# [Data listing]
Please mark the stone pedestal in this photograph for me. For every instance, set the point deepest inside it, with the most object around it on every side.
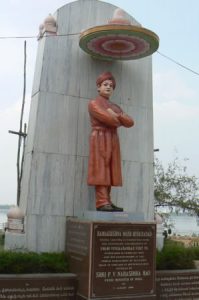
(112, 260)
(15, 241)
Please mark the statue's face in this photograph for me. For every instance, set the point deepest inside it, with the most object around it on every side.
(106, 88)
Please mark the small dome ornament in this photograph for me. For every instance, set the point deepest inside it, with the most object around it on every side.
(48, 27)
(118, 40)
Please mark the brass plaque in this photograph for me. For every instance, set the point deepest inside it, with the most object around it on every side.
(178, 285)
(123, 259)
(38, 287)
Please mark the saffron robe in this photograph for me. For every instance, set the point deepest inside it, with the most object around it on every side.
(104, 166)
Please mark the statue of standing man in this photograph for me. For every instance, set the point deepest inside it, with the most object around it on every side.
(104, 167)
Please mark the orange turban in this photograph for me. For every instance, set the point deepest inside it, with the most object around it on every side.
(105, 76)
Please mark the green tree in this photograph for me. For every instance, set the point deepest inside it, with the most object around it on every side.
(174, 188)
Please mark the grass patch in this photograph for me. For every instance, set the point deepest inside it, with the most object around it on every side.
(30, 262)
(1, 241)
(174, 256)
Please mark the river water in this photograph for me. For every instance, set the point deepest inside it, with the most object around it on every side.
(181, 224)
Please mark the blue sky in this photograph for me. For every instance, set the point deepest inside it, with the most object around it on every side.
(175, 90)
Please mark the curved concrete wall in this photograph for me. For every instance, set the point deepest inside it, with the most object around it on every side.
(54, 180)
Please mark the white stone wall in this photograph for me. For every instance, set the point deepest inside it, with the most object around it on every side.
(54, 179)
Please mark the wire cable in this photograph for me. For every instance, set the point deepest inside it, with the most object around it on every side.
(177, 63)
(70, 34)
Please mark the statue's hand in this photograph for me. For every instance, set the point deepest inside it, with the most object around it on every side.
(112, 112)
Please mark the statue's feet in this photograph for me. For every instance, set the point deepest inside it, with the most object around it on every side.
(116, 208)
(106, 207)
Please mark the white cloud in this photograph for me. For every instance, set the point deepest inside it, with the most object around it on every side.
(170, 86)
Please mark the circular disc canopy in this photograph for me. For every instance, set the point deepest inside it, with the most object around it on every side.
(118, 42)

# [Task objective]
An exact, picture-free copy of the entries is required.

# [Response area]
Please mark the stone pedestal in this photograph for me. For every instance, set the point deepest inside it, with the most object around it on every side.
(112, 260)
(15, 241)
Please mark the statue's face in this photograph for me. For every instance, set the point deepest inside it, with the most object around it on every side.
(106, 88)
Please mark the small dome ornament in this photograph for me. For every instance, set the point deepest inside it, with the most object around it on every side.
(48, 27)
(118, 40)
Please mark the brass plaque in this photograph for me. For every instance, set the point deepest inside it, with the most object around it on every side.
(178, 285)
(123, 259)
(38, 287)
Please mark the saffron robe in this photograph for me. For every instance, set the point deepest inside it, with the most object around it on every side.
(104, 166)
Please mark the statue of standing man in this photograph for me. For every instance, set the point deepest inside it, with the most object around it on every side.
(104, 167)
Please mark the orange turban in this photograph for me. For every instance, set the point deepest inside it, with the most object around it on every side.
(105, 76)
Please mark the green tree in this photograph for me. For every instance, set the point deepest inside it, with the most object around it on every side.
(174, 188)
Please mark the grass patch in this photograph for me. For every instance, set the point deepest inside it, with the most object around it on every side.
(30, 262)
(1, 241)
(174, 256)
Please mark the river water in this photograph for me. For every instance, set the point deepest inside it, with the most object around it on every side.
(181, 224)
Please mark the blue sky in this photograph for me. For every instance, set the point deepest inside it, with the most object around it on every side.
(175, 90)
Please mark the curved concrete wall in this photograph for me. For every instance, set the point deepest inside it, with the most object around it on every side.
(54, 180)
Please mark the white stone wall in this photograph for me. For every instance, set the point deepest inside it, with the most object around it on every side.
(54, 179)
Please mark the wire cable in this photograph for me. For every instance, set the point deepest inside it, with the most object around it on every side.
(177, 63)
(70, 34)
Please mark the statue's hand in this photograph for me. For every instance, set the point deepest inside it, with the most object around it on every side.
(112, 112)
Please mark the statue's feet in this photograph for me. For every instance, set the point deepest inside it, with the most object around it on every side.
(116, 208)
(106, 207)
Please mark the white cloud in this photograph for me. For every instance, set the point deepest inside it, with the most object around it on every side.
(170, 86)
Please mark the circular disc canopy in this photograph for me. For every instance, set the point deepest inside it, with the most object around it on every side.
(118, 42)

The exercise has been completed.